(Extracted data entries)
[Begin]
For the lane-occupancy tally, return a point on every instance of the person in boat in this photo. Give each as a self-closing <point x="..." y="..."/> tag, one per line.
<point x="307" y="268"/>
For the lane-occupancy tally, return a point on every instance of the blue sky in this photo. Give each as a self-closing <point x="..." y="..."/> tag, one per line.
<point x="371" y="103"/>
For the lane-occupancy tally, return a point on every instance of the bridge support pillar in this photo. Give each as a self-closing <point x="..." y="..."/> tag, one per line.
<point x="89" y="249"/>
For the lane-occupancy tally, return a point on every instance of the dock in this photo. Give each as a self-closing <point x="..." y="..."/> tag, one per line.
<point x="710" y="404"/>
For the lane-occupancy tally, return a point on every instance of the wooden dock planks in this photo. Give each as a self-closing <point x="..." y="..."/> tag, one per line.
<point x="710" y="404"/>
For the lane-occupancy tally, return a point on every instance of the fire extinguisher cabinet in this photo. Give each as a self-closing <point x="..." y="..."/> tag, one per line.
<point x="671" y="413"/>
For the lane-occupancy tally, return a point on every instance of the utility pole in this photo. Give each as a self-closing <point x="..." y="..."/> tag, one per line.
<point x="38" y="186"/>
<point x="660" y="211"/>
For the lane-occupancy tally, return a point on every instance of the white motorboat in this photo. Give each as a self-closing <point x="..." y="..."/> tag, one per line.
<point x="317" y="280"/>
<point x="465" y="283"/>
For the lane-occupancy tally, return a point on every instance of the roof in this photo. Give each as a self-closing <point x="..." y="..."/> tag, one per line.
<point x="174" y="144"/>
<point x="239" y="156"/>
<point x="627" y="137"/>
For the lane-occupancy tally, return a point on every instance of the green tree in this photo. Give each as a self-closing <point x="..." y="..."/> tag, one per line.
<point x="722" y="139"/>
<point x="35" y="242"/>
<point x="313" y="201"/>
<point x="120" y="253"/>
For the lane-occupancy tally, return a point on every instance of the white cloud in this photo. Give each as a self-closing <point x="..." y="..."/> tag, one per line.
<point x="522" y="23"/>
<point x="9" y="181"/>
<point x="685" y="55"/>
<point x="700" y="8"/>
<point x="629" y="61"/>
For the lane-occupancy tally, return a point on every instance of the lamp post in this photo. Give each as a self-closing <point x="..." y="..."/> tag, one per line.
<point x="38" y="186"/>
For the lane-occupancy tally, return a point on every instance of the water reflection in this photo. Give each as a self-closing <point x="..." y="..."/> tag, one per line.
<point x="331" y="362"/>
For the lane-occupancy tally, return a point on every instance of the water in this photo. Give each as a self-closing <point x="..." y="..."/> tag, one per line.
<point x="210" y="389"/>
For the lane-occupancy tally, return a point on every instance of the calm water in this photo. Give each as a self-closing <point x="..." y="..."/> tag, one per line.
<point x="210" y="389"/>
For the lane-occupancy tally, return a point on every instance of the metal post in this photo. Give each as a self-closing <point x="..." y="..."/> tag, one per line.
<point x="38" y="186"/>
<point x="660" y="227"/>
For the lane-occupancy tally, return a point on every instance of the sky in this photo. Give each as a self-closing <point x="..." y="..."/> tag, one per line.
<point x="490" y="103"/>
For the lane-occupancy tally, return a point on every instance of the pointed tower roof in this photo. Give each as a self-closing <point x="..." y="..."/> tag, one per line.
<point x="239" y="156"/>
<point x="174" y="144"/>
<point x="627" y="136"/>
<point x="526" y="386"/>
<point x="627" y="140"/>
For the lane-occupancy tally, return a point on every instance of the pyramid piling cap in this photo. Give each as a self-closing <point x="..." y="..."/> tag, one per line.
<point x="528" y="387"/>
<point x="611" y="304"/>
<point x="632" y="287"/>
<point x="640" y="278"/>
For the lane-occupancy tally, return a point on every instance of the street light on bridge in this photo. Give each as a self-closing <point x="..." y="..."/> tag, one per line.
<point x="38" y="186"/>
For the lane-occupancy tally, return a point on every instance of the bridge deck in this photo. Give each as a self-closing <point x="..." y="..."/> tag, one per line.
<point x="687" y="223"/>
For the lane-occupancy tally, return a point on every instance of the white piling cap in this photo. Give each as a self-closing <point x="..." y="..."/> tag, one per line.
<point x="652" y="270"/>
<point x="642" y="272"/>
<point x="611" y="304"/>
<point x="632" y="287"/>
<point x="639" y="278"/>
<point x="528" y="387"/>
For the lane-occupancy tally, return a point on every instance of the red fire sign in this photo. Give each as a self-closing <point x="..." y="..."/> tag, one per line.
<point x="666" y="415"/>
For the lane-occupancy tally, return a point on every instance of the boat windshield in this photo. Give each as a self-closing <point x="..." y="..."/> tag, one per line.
[End]
- WHAT YOU NEED TO DO
Lay out the records above as a Markdown table with the columns "No." and "Line", one row per line with its row number, skipping blank lines.

- WRITTEN SOLUTION
| No. | Line |
|---|---|
| 1 | For the lane-occupancy tally, return a point on every instance of the person in boat in this photo. Give each as a self-closing <point x="..." y="..."/> tag, one per line. |
| 2 | <point x="307" y="268"/> |
| 3 | For the lane-occupancy tally, return a point on every instance of the blue sky in this photo. Give each as a self-closing <point x="..." y="..."/> tag, one per line. |
| 4 | <point x="371" y="103"/> |
| 5 | For the lane-occupancy tally, return a point on every instance of the bridge support pillar in this photo. Give each as a self-closing <point x="..." y="..."/> tag, one per line. |
| 6 | <point x="89" y="249"/> |
| 7 | For the lane-occupancy tally, return a point on every instance of the dock in this photo. Give each as a self-closing <point x="..." y="..."/> tag, one per line. |
| 8 | <point x="710" y="404"/> |
| 9 | For the lane-occupancy tally, return a point on every instance of the wooden dock planks in this photo. Give each as a self-closing <point x="..." y="..."/> tag, one per line. |
| 10 | <point x="710" y="404"/> |
| 11 | For the lane-occupancy tally, return a point on every instance of the fire extinguisher cabinet in this photo. Give each as a self-closing <point x="..." y="..."/> tag, one per line. |
| 12 | <point x="671" y="413"/> |
| 13 | For the lane-occupancy tally, return a point on every instance of the utility pole in this photo. Give each as a self-closing <point x="..." y="..."/> tag, one per line. |
| 14 | <point x="38" y="186"/> |
| 15 | <point x="660" y="211"/> |
| 16 | For the lane-occupancy tally, return a point on every instance of the white motorboat in this photo. Give each as a self-closing <point x="..." y="..."/> tag, one per line. |
| 17 | <point x="317" y="280"/> |
| 18 | <point x="465" y="283"/> |
| 19 | For the lane-occupancy tally, return a point on every instance of the roof in this photo. Give each as a self-closing <point x="..." y="..."/> tag, one per line. |
| 20 | <point x="174" y="144"/> |
| 21 | <point x="239" y="156"/> |
| 22 | <point x="627" y="137"/> |
| 23 | For the lane-occupancy tally, return a point on every instance of the green tree in this photo. Give each as a self-closing <point x="..." y="..."/> tag, one per line. |
| 24 | <point x="722" y="139"/> |
| 25 | <point x="35" y="242"/> |
| 26 | <point x="313" y="201"/> |
| 27 | <point x="120" y="253"/> |
| 28 | For the lane-occupancy tally, return a point on every instance of the white cloud in this photo. Give each as a self-closing <point x="..." y="..."/> tag, one per line. |
| 29 | <point x="522" y="23"/> |
| 30 | <point x="9" y="181"/> |
| 31 | <point x="685" y="55"/> |
| 32 | <point x="700" y="8"/> |
| 33 | <point x="629" y="61"/> |
| 34 | For the lane-occupancy tally, return a point on every instance of the lamp post in this photo. Give each as a self-closing <point x="..." y="..."/> tag, one per line. |
| 35 | <point x="38" y="186"/> |
| 36 | For the lane-occupancy tally, return a point on every instance of the water reflection in this photo. Give each as a self-closing <point x="..." y="..."/> tag, one per line. |
| 37 | <point x="331" y="362"/> |
| 38 | For the lane-occupancy tally, return a point on every instance of the water in this photo. Give each as a self-closing <point x="..." y="..."/> tag, one per line. |
| 39 | <point x="210" y="389"/> |
| 40 | For the lane-occupancy tally, return a point on every instance of the calm water in this photo. Give each as a self-closing <point x="..." y="..."/> tag, one per line. |
| 41 | <point x="210" y="389"/> |
| 42 | For the lane-occupancy tally, return a point on every instance of the metal post in this photo. Give each as a self-closing <point x="..." y="..."/> tag, one per line. |
| 43 | <point x="38" y="186"/> |
| 44 | <point x="660" y="227"/> |
| 45 | For the lane-occupancy tally, return a point on every instance of the sky in this photo. Give each as a self-closing <point x="..." y="..."/> tag, one per line. |
| 46 | <point x="490" y="103"/> |
| 47 | For the lane-occupancy tally, return a point on every instance of the pointed tower roof in this photo. Give each as a self-closing <point x="..." y="..."/> tag, one per line. |
| 48 | <point x="239" y="156"/> |
| 49 | <point x="174" y="144"/> |
| 50 | <point x="627" y="136"/> |
| 51 | <point x="526" y="386"/> |
| 52 | <point x="627" y="140"/> |
| 53 | For the lane-occupancy tally, return a point on every instance of the pyramid piling cap in this photo. Give each as a self-closing <point x="..." y="..."/> tag, one per line. |
| 54 | <point x="528" y="387"/> |
| 55 | <point x="611" y="304"/> |
| 56 | <point x="632" y="287"/> |
| 57 | <point x="640" y="278"/> |
| 58 | For the lane-occupancy tally, return a point on every instance of the street light on bridge in this photo. Give each as a self-closing <point x="..." y="..."/> tag, one per line. |
| 59 | <point x="38" y="186"/> |
| 60 | For the lane-occupancy tally, return a point on every instance of the bridge deck in this photo. Give each as a self-closing <point x="..." y="..."/> tag, one per line. |
| 61 | <point x="687" y="223"/> |
| 62 | For the lane-occupancy tally, return a point on every instance of the white piling cap in this photo. Give each as a self-closing <point x="..." y="..."/> tag, one per line. |
| 63 | <point x="652" y="270"/> |
| 64 | <point x="642" y="272"/> |
| 65 | <point x="611" y="304"/> |
| 66 | <point x="632" y="287"/> |
| 67 | <point x="639" y="278"/> |
| 68 | <point x="528" y="387"/> |
| 69 | For the lane-occupancy tally, return a point on every instance of the red fire sign in this photo. Give each as a self-closing <point x="..." y="..."/> tag, one per line. |
| 70 | <point x="666" y="415"/> |
| 71 | For the lane-occupancy tally, return a point on every instance of the boat windshield in this photo. Give each as a self-closing <point x="..." y="..."/> tag, one per line. |